» Saved entries:
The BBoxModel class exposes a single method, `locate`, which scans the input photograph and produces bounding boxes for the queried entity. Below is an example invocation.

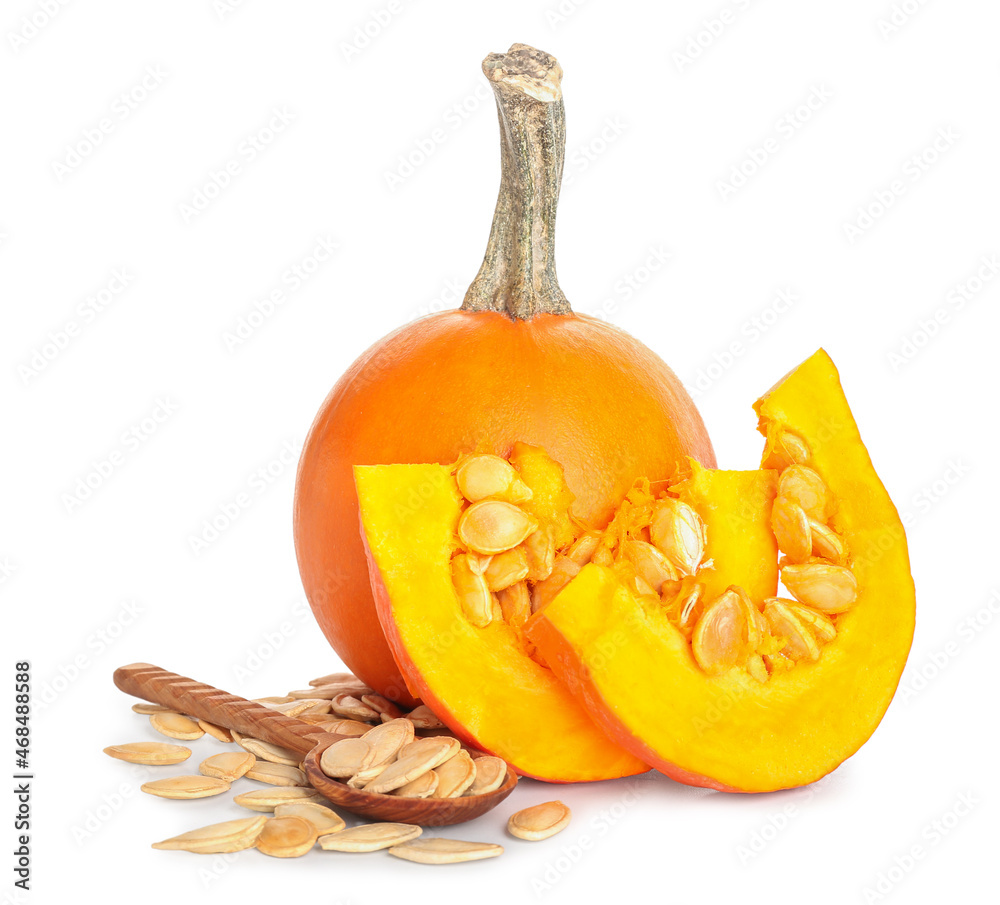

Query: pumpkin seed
[365,736,461,795]
[239,736,302,767]
[153,817,267,855]
[139,773,229,798]
[465,755,507,795]
[355,719,413,783]
[483,547,528,591]
[389,836,503,864]
[274,801,347,836]
[104,742,191,766]
[507,801,571,842]
[319,738,368,779]
[455,454,531,503]
[497,581,531,628]
[319,823,423,852]
[771,496,813,562]
[451,553,493,628]
[361,694,403,723]
[778,465,830,522]
[691,589,750,675]
[521,525,556,581]
[233,786,326,812]
[434,750,476,798]
[257,817,316,858]
[198,720,233,744]
[149,710,205,741]
[458,500,538,556]
[531,553,582,613]
[404,704,444,731]
[243,760,309,786]
[649,497,705,576]
[198,751,257,782]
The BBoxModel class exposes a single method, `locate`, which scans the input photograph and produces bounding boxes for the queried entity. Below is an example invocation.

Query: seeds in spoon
[355,719,413,783]
[149,710,205,741]
[365,736,460,795]
[319,738,368,779]
[233,786,326,813]
[104,742,191,766]
[507,801,570,842]
[257,817,316,858]
[389,837,503,864]
[434,751,476,798]
[391,770,438,798]
[139,773,229,798]
[245,760,309,786]
[132,701,170,715]
[319,823,423,852]
[465,755,507,795]
[198,751,257,782]
[153,817,267,855]
[274,801,347,836]
[239,736,302,767]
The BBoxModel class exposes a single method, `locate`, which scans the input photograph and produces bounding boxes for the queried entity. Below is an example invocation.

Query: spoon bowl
[114,663,517,826]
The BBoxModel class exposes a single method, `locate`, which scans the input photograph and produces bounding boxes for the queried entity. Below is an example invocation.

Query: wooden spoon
[114,663,517,826]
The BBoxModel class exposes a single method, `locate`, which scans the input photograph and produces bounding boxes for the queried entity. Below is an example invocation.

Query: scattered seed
[149,710,205,741]
[274,801,347,836]
[153,817,267,855]
[361,694,403,722]
[330,694,378,720]
[319,823,423,852]
[139,773,229,799]
[233,786,326,812]
[389,836,503,864]
[239,736,302,767]
[434,750,476,798]
[507,801,571,842]
[104,742,191,766]
[404,704,444,731]
[257,817,316,858]
[198,751,257,782]
[198,720,233,744]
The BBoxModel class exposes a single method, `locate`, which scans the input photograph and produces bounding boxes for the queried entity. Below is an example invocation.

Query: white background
[0,0,1000,905]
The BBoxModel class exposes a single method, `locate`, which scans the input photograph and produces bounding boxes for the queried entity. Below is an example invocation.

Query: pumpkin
[523,350,915,792]
[294,44,714,703]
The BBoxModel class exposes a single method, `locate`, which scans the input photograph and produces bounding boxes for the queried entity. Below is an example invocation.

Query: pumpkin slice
[354,462,649,782]
[525,350,915,792]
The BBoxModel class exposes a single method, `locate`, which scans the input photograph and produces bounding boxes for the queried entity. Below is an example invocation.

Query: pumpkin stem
[462,44,571,319]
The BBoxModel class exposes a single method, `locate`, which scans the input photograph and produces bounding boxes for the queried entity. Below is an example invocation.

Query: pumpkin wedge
[354,462,649,782]
[525,350,915,792]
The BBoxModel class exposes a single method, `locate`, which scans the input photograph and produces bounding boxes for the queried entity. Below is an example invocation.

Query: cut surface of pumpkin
[525,350,915,792]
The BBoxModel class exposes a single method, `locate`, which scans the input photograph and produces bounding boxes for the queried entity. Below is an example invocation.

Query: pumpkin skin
[294,310,715,703]
[525,350,915,792]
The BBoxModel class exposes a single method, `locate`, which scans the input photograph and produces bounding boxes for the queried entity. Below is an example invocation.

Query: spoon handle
[114,663,324,754]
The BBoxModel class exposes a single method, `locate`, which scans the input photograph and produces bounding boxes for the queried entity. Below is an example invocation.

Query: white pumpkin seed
[104,742,191,766]
[389,836,503,864]
[153,817,267,855]
[139,773,229,799]
[319,823,423,852]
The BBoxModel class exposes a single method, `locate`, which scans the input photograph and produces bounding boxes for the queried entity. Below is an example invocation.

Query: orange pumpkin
[294,44,715,701]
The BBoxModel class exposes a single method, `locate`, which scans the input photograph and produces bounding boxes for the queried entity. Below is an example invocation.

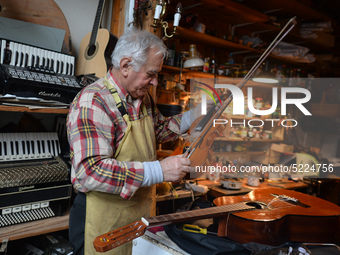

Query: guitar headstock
[93,221,147,252]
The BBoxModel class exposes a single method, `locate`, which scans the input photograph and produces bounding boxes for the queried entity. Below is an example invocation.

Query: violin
[171,17,296,167]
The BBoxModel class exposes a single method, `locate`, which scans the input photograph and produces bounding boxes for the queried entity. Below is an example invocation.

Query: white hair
[111,27,168,72]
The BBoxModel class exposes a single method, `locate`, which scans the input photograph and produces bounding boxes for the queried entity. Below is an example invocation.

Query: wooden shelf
[162,65,281,88]
[215,137,283,143]
[0,214,69,241]
[0,105,69,114]
[214,151,266,156]
[177,27,322,66]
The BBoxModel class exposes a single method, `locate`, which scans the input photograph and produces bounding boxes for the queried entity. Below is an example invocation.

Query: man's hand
[160,155,191,182]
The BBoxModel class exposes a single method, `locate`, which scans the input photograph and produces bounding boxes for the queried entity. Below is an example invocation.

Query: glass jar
[254,97,263,110]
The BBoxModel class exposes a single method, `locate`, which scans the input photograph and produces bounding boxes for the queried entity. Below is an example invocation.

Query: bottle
[203,57,210,73]
[228,53,235,77]
[210,49,216,74]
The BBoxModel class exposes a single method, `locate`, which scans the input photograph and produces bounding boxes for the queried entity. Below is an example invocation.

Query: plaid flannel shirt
[67,71,182,199]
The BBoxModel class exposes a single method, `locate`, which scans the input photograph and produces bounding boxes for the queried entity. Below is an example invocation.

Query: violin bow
[183,17,297,158]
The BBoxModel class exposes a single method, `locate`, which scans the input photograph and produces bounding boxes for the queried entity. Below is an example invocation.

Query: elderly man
[67,29,210,255]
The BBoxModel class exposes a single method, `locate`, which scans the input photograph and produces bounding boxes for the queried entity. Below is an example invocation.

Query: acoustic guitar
[75,0,118,78]
[93,188,340,252]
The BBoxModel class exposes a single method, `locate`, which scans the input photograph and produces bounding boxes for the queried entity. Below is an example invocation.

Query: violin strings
[185,17,296,158]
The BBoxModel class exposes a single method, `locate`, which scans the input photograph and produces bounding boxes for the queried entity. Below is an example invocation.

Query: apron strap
[104,76,148,123]
[104,76,130,123]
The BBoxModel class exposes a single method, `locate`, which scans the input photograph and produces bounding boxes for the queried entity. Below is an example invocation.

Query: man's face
[125,48,163,98]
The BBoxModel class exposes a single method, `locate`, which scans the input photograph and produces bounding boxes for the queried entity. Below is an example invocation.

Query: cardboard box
[251,155,280,165]
[314,31,335,48]
[270,143,294,153]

» EXERCISE: Repeat the stretch of the listing from its start through the line that contains "[778,465,830,522]", character for character. Leave the pictures out of your answer.

» PROBLEM SOLUTION:
The BBoxModel class exposes a single method, `locate`, which scans the input photograph and produces bounding boxes for the queried entity. Below is an example invocation.


Query: pumpkin seed
[365,736,461,795]
[239,736,302,767]
[153,817,267,855]
[139,773,229,798]
[465,755,507,795]
[355,719,413,783]
[483,547,528,591]
[389,836,503,864]
[274,801,347,836]
[104,742,191,766]
[507,801,571,842]
[319,738,368,779]
[455,454,531,503]
[497,581,531,628]
[319,823,423,852]
[771,496,813,562]
[451,553,493,628]
[361,694,403,723]
[778,465,830,522]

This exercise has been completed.